> Your objective:
Can you give the records again from the start through the line with "column 284, row 621", changing "lane-occupancy pass" to "inventory pass" and leaving everything else the same?

> The data:

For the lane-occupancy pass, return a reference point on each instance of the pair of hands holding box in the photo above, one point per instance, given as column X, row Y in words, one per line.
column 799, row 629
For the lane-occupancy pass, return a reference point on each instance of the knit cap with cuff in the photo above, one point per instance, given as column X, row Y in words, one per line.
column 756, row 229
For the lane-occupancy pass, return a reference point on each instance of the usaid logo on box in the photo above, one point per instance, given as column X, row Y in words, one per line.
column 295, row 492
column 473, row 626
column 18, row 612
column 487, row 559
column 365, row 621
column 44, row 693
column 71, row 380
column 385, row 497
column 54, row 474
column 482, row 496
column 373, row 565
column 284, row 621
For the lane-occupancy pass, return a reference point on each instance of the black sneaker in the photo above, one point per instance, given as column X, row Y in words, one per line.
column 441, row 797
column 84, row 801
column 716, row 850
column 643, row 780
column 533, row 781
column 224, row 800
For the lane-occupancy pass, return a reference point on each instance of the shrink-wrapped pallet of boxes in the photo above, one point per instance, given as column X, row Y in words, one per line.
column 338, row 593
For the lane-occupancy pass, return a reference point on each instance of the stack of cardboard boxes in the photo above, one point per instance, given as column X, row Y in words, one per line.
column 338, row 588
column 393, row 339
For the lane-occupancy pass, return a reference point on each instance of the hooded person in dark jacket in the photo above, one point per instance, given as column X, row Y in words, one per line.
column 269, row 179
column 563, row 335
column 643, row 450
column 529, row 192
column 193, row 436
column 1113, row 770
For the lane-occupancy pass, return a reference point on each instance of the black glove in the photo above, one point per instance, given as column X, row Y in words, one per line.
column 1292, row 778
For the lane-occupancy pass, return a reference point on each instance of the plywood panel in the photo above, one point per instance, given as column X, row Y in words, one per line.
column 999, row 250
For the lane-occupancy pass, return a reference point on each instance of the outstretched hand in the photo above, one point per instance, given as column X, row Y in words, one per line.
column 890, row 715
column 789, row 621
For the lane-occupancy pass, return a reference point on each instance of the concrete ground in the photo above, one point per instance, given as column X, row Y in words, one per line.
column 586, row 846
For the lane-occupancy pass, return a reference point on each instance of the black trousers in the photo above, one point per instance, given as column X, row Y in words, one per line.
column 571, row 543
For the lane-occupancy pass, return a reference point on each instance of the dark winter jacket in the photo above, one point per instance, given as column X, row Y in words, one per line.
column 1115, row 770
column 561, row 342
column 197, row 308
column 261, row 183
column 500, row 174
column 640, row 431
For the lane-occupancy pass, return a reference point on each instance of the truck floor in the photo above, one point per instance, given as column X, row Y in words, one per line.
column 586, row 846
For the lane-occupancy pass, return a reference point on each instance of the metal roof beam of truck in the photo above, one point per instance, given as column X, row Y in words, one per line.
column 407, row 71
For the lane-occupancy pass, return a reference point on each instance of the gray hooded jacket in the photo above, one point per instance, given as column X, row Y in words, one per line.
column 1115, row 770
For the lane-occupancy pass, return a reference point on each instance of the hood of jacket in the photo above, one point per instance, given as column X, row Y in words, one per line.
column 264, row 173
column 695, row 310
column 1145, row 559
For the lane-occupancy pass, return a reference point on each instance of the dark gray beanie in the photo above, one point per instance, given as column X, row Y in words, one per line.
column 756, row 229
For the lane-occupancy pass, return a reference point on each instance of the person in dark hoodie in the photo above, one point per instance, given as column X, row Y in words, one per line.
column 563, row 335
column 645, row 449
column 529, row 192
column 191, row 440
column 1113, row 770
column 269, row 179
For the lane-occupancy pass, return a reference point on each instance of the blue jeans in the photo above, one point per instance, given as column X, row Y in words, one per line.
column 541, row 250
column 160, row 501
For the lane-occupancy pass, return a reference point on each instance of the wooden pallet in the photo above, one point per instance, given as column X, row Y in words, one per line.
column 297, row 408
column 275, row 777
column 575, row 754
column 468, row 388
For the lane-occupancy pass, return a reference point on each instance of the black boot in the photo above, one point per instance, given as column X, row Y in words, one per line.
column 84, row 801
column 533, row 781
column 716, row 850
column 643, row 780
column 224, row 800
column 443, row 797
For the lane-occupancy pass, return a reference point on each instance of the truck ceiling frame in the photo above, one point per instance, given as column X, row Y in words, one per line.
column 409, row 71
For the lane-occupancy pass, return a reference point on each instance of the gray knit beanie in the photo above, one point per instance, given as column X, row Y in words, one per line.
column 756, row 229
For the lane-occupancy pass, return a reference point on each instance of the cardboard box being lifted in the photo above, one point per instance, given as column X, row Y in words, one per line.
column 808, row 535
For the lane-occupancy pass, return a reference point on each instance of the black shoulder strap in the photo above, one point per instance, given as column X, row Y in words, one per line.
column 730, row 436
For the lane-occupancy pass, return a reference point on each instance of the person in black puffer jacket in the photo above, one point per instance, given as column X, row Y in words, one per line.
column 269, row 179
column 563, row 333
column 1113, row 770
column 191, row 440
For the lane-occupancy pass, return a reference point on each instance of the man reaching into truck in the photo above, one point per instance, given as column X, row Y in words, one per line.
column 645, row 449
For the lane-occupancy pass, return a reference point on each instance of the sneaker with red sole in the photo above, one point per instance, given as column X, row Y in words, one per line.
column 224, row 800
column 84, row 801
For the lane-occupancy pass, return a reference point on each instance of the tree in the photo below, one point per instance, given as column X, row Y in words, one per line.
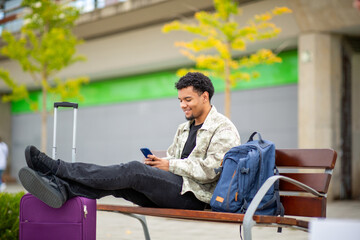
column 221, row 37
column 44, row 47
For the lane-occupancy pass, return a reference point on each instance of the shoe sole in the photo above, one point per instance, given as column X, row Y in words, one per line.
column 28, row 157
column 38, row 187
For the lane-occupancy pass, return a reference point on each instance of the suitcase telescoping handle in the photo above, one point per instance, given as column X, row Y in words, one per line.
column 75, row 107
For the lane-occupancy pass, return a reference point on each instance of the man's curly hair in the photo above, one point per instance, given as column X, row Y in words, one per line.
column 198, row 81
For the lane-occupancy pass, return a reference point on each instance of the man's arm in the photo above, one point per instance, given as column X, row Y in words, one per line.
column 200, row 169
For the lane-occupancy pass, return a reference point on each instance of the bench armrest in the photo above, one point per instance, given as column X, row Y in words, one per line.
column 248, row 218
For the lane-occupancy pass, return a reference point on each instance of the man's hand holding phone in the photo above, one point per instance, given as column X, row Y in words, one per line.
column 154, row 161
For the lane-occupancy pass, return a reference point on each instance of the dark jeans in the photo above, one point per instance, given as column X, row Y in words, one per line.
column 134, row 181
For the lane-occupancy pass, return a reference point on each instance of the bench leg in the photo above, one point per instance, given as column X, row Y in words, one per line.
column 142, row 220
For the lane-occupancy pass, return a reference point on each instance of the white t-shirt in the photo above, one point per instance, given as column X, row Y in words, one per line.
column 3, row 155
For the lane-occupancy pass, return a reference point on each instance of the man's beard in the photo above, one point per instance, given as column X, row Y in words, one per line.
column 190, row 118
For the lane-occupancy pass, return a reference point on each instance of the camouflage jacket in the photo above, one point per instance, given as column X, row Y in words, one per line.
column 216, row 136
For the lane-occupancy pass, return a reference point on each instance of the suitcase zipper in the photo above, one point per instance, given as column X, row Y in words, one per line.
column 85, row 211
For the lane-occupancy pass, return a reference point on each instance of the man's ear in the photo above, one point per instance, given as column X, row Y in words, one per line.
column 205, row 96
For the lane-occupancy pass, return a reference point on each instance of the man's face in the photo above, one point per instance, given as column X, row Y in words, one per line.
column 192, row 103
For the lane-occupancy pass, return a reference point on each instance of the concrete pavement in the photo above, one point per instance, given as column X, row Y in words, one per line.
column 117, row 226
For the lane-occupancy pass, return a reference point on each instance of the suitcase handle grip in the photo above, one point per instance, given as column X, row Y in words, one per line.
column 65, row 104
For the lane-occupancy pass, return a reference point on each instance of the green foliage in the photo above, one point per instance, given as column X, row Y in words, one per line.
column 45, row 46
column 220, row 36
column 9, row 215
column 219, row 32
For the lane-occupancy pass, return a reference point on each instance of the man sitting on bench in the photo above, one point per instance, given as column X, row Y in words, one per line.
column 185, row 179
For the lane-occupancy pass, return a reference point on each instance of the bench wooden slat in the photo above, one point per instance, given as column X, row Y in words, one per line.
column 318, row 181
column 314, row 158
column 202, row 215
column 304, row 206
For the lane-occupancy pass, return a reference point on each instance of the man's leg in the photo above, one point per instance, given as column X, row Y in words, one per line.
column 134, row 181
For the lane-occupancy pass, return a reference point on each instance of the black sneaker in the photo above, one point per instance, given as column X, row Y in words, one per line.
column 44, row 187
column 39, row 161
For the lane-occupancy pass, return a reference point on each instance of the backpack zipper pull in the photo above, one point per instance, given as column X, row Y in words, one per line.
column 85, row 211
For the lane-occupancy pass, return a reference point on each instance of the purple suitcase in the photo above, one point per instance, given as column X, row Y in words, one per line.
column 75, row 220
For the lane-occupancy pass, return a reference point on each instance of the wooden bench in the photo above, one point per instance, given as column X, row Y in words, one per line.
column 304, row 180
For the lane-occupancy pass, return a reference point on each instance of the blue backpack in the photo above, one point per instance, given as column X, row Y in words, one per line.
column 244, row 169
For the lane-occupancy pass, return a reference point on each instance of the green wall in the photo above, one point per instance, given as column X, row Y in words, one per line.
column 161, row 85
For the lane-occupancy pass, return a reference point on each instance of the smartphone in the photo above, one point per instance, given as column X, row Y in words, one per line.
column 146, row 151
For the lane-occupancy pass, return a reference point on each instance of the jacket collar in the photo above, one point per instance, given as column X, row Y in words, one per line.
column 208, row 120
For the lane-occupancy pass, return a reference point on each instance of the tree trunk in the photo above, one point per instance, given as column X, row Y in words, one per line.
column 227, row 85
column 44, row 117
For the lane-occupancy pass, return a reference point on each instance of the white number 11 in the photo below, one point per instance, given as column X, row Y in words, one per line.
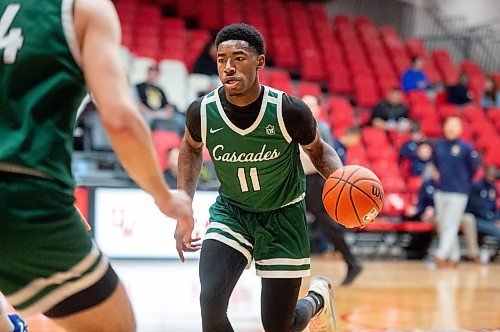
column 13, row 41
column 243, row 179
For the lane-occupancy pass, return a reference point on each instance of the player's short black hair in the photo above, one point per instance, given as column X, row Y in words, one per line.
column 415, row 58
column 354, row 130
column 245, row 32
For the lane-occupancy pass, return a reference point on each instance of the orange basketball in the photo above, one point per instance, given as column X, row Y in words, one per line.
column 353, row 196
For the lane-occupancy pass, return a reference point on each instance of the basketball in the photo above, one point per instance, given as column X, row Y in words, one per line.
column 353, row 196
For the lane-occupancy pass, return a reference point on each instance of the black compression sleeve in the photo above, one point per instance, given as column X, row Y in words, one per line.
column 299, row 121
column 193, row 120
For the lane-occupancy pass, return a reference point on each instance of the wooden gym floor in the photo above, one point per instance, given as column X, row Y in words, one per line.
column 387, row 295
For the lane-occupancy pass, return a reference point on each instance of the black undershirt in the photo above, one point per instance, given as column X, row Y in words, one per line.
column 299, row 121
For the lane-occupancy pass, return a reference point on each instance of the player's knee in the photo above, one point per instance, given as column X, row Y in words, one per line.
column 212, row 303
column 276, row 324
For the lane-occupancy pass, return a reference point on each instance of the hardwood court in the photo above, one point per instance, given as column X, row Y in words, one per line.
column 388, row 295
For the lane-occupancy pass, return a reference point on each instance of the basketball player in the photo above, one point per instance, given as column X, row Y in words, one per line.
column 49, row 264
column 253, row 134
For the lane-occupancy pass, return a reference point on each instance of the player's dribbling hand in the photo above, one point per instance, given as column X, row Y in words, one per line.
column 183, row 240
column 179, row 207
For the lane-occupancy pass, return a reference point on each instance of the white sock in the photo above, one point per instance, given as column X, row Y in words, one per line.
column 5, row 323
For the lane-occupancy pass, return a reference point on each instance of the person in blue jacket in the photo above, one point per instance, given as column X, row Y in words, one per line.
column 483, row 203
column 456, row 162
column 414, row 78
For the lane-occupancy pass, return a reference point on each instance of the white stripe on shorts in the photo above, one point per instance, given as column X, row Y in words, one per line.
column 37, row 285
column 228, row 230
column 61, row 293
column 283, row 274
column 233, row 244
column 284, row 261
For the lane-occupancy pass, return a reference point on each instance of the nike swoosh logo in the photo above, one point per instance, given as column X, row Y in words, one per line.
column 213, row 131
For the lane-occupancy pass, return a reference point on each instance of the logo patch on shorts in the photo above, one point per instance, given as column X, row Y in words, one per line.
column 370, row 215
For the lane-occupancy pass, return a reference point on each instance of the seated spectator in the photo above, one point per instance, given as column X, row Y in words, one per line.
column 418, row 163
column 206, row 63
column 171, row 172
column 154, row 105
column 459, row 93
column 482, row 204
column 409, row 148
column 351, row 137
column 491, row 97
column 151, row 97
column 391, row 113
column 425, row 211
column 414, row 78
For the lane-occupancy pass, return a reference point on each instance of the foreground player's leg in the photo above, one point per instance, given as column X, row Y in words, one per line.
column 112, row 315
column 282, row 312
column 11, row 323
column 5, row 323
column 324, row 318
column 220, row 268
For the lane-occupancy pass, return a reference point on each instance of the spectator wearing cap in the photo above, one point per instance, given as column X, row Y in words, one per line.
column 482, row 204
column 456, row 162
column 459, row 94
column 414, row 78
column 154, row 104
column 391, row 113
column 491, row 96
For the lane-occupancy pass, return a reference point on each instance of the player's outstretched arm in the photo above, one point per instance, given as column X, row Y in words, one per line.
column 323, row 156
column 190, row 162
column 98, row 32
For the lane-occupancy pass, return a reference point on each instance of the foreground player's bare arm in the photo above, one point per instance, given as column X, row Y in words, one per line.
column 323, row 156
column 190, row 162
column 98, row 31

> Reply to the exercise:
For the inventory pass, return a reference point on each instance of the pair of hands holding box in the photo above, one point per instance, given as column X, row Y in words, one per line.
column 799, row 629
For the inventory pass, return a reference point on each instance of the knit cap with cuff in the photo above, one point per instance, given as column X, row Y in words, one per line.
column 756, row 229
For the inventory pass, return a reference point on each instance of the usaid logo on box in the photo above, one point per instance, given as column X, row Y in words, one per line.
column 295, row 492
column 473, row 626
column 18, row 612
column 487, row 559
column 365, row 621
column 44, row 693
column 71, row 380
column 385, row 497
column 54, row 474
column 482, row 496
column 373, row 565
column 284, row 621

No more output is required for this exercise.